Ocorre que, mesmo tendo as partes conciliado, o reclamante esquecera de desistir do mandado de segurança. A questão preliminar foi suscitada durante a sessão, mas rejeitada pelo relator, que alegou não ser dever da Sessão Especializada examinar a tramitação do processo. Foi então que o presidente da sessão invocou o princípio da conexão. O relator ficou vencido e o acórdão foi prolatado, sendo o primeiro da 8ª Região em que se adota expressamente o princípio da conexão, uma contribuição para o Direito do Trabalho do Desembargador do Trabalho José Eduardo de Resende Chaves Júnior, do TRT da 3ª Região (Minas Gerais).

#### ENTRADAS FORNECIDAS
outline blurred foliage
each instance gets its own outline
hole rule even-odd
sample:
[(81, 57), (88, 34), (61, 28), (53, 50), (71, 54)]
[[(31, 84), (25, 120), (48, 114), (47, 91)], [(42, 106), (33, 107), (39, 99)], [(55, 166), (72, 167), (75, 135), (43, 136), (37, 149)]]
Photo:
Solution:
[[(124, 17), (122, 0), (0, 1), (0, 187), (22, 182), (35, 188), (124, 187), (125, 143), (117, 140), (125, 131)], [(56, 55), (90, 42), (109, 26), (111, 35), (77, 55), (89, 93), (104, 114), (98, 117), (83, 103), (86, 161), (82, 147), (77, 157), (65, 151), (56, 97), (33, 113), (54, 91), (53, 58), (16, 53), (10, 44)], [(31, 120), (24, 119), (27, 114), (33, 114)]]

#### TAREFA CURTA
No trecho do documento, quem invocou o princípio da conexão durante a sessão? Baseie-se unicamente no trecho do documento.

#### RESPOSTA
O presidente da sessão.